Short problem:
Convert the records starting at the line containing "Where can the electrical" and ending after the line containing "x=231, y=256" into a two-column CSV with the headers record_text and record_answer, one row per record. Enclose each field in double quotes and replace line breaks with spaces.

-- START OF Excerpted records --

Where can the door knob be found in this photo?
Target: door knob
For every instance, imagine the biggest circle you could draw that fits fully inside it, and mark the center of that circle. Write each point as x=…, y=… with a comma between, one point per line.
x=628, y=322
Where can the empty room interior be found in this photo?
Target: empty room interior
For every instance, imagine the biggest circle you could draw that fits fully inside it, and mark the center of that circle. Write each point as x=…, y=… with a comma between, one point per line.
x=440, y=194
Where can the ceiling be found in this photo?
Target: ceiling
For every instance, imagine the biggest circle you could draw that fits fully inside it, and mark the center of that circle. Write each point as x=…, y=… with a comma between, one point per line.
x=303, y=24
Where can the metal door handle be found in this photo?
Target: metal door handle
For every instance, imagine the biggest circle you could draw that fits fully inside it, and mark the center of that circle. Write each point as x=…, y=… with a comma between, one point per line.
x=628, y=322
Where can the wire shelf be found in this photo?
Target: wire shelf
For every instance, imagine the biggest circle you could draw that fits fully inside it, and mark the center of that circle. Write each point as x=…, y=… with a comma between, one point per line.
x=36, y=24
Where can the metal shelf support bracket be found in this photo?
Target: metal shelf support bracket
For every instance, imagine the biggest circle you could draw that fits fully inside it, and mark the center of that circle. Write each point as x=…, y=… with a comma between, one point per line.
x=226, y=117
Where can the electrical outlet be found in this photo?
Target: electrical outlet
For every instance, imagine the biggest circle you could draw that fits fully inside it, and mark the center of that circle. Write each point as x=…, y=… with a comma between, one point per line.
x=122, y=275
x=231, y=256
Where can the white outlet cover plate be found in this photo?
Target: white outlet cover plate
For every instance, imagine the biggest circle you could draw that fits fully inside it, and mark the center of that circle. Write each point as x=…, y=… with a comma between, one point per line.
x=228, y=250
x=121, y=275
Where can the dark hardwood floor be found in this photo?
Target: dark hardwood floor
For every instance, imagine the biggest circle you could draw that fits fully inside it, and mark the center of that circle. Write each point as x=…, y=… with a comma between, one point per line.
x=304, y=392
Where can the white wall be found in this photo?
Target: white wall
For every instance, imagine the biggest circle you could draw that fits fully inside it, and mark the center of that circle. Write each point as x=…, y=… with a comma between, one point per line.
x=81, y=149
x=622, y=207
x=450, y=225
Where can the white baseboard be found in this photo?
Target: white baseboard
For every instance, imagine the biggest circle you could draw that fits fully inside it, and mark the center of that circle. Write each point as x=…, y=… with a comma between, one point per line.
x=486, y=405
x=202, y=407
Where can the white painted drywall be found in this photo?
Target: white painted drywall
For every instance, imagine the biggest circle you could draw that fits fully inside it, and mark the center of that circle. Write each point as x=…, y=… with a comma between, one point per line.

-- END OF Excerpted records --

Response to this exercise:
record_text,record_answer
"Where can the electrical outlet be found in this photo? Target: electrical outlet For every instance, imagine the biggest circle you could draw that fits fully inside it, and mark the center of that circle. Write each point as x=…, y=… with a comma between, one point per line.","x=122, y=275 x=231, y=256"